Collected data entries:
* * *

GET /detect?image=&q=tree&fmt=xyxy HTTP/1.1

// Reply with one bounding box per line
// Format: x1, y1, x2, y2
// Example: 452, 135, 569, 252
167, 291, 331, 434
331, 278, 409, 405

* * *

◆ What is expected ◆
Pick out every line of the items above that contains the string "xyxy" and copy each one in full. Case counts.

◆ Complete answer ◆
GET /detect?image=&q=tree&fmt=xyxy HTTP/1.1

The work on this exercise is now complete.